NEIN, nicht abschneiden!!

Warum willst Du (die sauteure) Ufermatte dort abschneiden, wo sich ohnehin Folie darunter befindet? Dort kannst du ohnehin kein Wasser verlieren. Mach das nicht, wäre schade darum, vorallem weil auf der Ufermatte alles so schön verwurzelt, die blanke Folie bleibt dir sonst als ewiger "Schandfleck" erhalten!

Gruß

Berndt


----------



## grafx (8. Mai 2005)

Hallo Teichfreunde!

Vielen Dank für Eure Antworten und Hinweise!

Ich kann erst jetzt antworten, da Ich gestern in 4 stündiger und mühsehliger Arbeit die Ufermatte (Aussen) bis 2cm über den geplanten Wasserspiegel abgeschnitten habe, das heisst das der Wasserspiegel
keinen Kontakt mehr zu der außeren Ufermatte mehr hat (die Folie wird man nicht störend sehen und später durch die Pflanzen im Uferwall vollständig verdeckt werden).
====
▶ **Ziel**
Setze bitte den Forenbeitrag über die Ufermatte am Teich nach seinem letzten Satz fort.
====
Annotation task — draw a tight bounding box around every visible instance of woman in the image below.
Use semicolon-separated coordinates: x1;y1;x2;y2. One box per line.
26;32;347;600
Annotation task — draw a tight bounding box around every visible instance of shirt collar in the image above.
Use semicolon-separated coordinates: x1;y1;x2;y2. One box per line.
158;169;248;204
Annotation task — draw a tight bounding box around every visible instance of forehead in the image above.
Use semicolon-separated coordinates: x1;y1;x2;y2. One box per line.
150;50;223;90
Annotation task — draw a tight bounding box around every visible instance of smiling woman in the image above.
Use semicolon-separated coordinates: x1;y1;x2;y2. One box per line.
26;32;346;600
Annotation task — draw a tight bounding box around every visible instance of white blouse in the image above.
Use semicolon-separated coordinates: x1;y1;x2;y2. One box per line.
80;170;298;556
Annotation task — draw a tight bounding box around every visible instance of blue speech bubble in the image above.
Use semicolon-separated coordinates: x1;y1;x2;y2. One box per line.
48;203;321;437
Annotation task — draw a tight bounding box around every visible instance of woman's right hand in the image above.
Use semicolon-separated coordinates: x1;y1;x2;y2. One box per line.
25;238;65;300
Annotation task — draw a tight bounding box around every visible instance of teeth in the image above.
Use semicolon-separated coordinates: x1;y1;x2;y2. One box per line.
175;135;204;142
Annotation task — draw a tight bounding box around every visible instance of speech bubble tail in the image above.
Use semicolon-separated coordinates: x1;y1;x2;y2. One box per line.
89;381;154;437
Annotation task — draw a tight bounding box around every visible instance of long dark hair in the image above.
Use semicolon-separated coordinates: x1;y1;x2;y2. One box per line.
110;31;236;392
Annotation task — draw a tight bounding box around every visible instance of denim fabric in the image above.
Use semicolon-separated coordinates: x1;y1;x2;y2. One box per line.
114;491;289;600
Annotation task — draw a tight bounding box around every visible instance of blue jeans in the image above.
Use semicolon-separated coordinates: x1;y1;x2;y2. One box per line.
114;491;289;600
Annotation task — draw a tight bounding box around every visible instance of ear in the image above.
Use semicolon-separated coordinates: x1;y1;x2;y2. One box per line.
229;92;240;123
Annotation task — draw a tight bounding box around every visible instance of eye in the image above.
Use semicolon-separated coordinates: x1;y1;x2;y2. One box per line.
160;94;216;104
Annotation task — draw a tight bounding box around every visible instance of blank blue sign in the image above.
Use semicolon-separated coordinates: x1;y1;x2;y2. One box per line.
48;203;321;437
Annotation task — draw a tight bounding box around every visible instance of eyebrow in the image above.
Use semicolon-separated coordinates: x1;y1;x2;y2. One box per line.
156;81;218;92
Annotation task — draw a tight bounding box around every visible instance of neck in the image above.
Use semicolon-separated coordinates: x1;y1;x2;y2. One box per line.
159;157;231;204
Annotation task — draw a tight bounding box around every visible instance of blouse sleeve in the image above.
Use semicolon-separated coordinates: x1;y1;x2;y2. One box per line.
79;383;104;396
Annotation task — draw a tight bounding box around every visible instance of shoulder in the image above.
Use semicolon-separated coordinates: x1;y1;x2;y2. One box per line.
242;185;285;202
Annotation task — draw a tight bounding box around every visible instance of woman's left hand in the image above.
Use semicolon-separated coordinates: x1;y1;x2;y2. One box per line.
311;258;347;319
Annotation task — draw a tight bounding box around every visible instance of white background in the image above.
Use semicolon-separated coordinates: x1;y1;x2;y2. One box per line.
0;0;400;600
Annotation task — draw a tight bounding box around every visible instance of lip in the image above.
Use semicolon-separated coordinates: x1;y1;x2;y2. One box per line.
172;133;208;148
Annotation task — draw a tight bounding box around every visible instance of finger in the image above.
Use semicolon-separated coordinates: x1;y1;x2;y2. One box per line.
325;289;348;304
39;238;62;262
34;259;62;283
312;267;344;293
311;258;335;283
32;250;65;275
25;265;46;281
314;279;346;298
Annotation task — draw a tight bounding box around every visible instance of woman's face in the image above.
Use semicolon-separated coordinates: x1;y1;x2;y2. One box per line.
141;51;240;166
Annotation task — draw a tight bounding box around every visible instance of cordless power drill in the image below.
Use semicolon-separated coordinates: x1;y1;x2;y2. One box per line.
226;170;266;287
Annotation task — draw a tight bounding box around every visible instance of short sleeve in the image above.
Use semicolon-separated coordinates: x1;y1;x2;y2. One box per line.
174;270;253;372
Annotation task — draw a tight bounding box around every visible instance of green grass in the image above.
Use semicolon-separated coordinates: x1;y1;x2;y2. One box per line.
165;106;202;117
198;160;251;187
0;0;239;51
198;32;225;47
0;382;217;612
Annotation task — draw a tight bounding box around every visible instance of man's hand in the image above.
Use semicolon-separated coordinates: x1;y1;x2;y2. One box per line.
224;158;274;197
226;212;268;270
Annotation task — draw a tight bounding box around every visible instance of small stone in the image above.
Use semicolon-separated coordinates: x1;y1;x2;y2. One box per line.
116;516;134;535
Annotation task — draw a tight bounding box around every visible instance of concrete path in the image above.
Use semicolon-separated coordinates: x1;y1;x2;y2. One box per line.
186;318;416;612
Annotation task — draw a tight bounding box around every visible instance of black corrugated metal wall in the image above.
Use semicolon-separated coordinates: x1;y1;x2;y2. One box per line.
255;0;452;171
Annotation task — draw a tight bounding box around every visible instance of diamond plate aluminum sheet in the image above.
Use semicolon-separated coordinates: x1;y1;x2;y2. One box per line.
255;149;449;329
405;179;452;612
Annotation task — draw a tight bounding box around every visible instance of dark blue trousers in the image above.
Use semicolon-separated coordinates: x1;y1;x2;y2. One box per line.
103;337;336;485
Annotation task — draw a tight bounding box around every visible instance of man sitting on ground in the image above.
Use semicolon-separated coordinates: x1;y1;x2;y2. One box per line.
====
▶ **Antwort**
Heute habe ich in meinen Ufergraben das Wasser rausgesaugt und ich habe ein 2m x 0,40cm Teichfolienstück mit der Teichfolie, die zu niedrig war (und auch hauptsächlich auch Schuld am Wasserverlust war!), miteinander verschweisst (Auch wieder eine Heidenarbeit, da Falten vorhanden waren) und anschließend die „Naht“ abgedichtet mit „Wasserdicht“, eine Paste die dauerhaft abdichtet. Muss jetzt noch bis 23 Uhr Trocknen und dann kann ich das Wasser wieder einlassen und hoffen das Problem beseitigt zu haben!
Ich lasse es Euch morgen wissen.

Bis dann!

Gruß grafx


----------



## harald-g (8. Mai 2005)

hallo
jetzt habe ich dein problem im dritten forum gelesen und endlich hast du auch mal etwas unternommen.
warum war deine folie eigentlich zu kurz?
hast du zu knapp gemessen oder zu früh die folie geschnitten?
ich stelle diese fragen nur, damit andere vielleicht aus deinen fehlern lernen!


----------



## grafx (9. Mai 2005)

Hallo harald-g,

Ich habe meinen Teich in genau dieser Größe geplant, hatte aber keine
Vorstellung wieviel Folie ich benötige. Ich habe daher an Naturagart
meine Teichplanung gefaxt und gebeten mir die Foliengröße 
auszurechnen und zu prüfen ob ein Planungsfehler vorliegt.
Der zuständige Planer fand den Teich ok und hat mir empfohlen 
nicht individuell zu messen (zu teuer) sondern die Größe für deren 
Standard-Teich 2 (8m x 6m) zu nehmen und damit Geld zu sparen.
Ich weiss nicht ob er den Höhenunterschied von ca 30-40cm linksseitig
mitberücksichtigt hat, den diese Folie fehlt mir auf der rechten Seite!
Angegeben habe ich dies und Fotos beigefügt!
Also ging ich davon aus das alles seine Richtigkeit hatte.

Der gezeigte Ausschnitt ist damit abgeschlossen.